(Records shown Opens)

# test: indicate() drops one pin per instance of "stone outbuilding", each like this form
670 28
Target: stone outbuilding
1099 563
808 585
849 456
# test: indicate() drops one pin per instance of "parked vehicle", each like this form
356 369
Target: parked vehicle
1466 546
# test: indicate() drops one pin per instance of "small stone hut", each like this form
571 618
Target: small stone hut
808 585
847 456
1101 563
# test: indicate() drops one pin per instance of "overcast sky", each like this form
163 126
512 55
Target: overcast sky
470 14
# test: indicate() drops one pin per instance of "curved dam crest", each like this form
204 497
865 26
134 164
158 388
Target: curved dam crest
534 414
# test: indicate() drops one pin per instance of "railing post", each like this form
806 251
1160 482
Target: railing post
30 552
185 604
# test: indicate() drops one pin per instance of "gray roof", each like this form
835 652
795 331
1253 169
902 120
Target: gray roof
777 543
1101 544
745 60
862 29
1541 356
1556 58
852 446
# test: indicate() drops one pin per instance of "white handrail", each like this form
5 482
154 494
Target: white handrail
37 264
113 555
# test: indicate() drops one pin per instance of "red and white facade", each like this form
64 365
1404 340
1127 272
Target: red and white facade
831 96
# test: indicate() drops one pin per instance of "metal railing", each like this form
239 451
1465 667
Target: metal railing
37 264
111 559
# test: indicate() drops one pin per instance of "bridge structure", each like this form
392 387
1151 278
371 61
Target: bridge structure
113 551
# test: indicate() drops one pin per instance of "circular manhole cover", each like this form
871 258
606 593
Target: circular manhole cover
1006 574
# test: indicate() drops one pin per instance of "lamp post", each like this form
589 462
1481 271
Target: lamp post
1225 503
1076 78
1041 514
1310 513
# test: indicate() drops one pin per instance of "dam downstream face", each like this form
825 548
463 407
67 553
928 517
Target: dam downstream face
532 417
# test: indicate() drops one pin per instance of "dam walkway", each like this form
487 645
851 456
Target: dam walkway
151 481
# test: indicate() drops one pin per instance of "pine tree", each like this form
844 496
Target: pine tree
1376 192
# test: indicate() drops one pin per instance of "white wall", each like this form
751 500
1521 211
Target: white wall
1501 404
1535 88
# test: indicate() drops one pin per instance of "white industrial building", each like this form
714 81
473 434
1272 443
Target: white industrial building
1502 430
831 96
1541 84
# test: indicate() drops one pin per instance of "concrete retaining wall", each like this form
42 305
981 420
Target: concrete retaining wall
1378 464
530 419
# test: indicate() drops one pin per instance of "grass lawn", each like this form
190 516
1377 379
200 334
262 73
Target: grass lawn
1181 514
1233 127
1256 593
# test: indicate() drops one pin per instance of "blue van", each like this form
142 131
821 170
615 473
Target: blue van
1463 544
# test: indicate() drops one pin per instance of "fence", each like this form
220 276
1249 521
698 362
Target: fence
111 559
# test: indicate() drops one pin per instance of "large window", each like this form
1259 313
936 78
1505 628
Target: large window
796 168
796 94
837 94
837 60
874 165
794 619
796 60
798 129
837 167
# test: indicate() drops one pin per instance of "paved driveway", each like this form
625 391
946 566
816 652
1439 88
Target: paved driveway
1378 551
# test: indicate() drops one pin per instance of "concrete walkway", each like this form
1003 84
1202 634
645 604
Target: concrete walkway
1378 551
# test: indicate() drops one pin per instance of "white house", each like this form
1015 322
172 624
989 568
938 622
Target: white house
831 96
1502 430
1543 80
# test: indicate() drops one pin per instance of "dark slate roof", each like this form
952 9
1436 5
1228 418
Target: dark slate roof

(Records shown Closes)

Please repeat every record above word for word.

# test: indicate() drops one pin per instance of "stone outbuilding", each like this form
670 28
Target: stone outbuilding
1099 563
808 585
849 456
# test: indicate() drops one pin per instance of "parked vehicle", each like this form
356 369
Target: parked vehicle
1466 546
# test: indicate() drops one pin per instance of "small stone hut", each like this form
571 618
Target: small stone hut
808 585
847 456
1101 563
# test: indicate() drops one pin per instance of "overcast sky", each like this form
163 126
512 55
Target: overcast sky
470 14
# test: indicate() drops one pin per instance of "curved dam crest", each like this form
204 497
865 26
134 164
158 388
Target: curved dam crest
534 414
# test: indicate() drops one pin per instance of "railing post", each like this form
806 251
1160 482
Target: railing post
30 552
185 604
# test: indicate() drops one pin per instance of "gray roof", each like this form
835 652
795 331
1253 169
902 120
Target: gray roof
777 543
1101 544
745 60
862 29
1541 356
1556 58
852 446
# test: indicate() drops one pin per instance of "white handrail", each like this form
5 482
154 494
Target: white handrail
37 264
113 555
# test: indicate() drops one pin per instance of "red and white facade", each like this form
64 365
1404 340
1127 272
Target: red and white facade
831 96
# test: indicate() drops one pin per instance of "metal railing", each like this form
239 451
1465 667
Target: metal railing
37 264
111 559
# test: indicate() drops one pin per instance of "bridge structure", each like this form
392 387
1151 278
371 61
Target: bridge structure
113 551
# test: indicate() drops one pin per instance of "circular manhole cover", each like this form
871 258
606 593
Target: circular manhole cover
1006 574
# test: indicate() drops one pin per instance of "lamp post", each like this form
589 462
1481 271
Target: lamp post
1225 503
1076 78
1041 514
1310 513
# test: indicate() drops one pin per instance of "dam downstream face", each like this form
825 548
463 407
67 553
928 517
Target: dam downstream face
532 417
# test: indicate() drops one pin per instance of "dam walkway", each like this form
487 645
851 456
Target: dam walkway
151 481
# test: indicate() drops one pin per instance of "pine tree", each like this form
844 496
Target: pine tree
1376 192
# test: indicate() drops one pin per instance of "white wall", each like this form
751 500
1521 211
Target: white wall
1501 404
1535 88
# test: indicate() drops one pin per instance of "white industrial building", each like this form
714 81
473 434
1272 443
Target: white industrial building
1502 430
831 96
1541 84
# test: indicate() drops one pin per instance of "concrete retaining wall", each like this form
42 305
981 420
Target: concrete retaining wall
1378 464
530 419
# test: indicate() drops one pin per instance of "grass lawn", each like this form
190 516
1377 379
200 334
262 73
Target: grass lawn
1181 514
1233 127
1256 593
# test: indicate() drops one pin per instance of "blue van", each like this form
142 131
821 170
615 473
Target: blue van
1463 544
# test: indicate() drops one pin per instance of "fence", each like this form
220 276
1249 521
698 362
Target: fence
111 559
# test: indicate() drops one pin per instance of "large window", each like this form
1259 313
936 78
1505 628
Target: large window
796 168
796 94
837 94
837 60
874 165
794 619
796 60
798 129
837 167
# test: indicate() drops one pin per instance of "paved driveway", each like this form
625 391
946 566
816 652
1439 88
Target: paved driveway
1378 551
# test: indicate() drops one pin per instance of "concrete walkway", each like this form
1003 84
1202 634
645 604
Target: concrete walkway
1378 551
# test: indicate() drops one pin per instance of "white house", each like this form
1015 322
172 624
989 568
938 622
Target: white house
831 96
1502 430
1543 80
# test: indicate() drops one pin per instance of "dark slate roof", each like this form
952 9
1436 5
1228 418
Target: dark slate roof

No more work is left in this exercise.